* [DIRECTIONS] Retype the lines below word for word, keeping every number and every line break the same.

* Begin DATA LISTING *

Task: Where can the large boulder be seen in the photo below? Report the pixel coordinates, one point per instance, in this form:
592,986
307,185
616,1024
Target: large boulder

* End DATA LISTING *

* [SOLUTION TO THIS EXERCISE]
Task: Where can the large boulder be seen in the photo below? Report the pixel coordinates, one point per instance, in this form:
592,986
307,185
616,1024
Target: large boulder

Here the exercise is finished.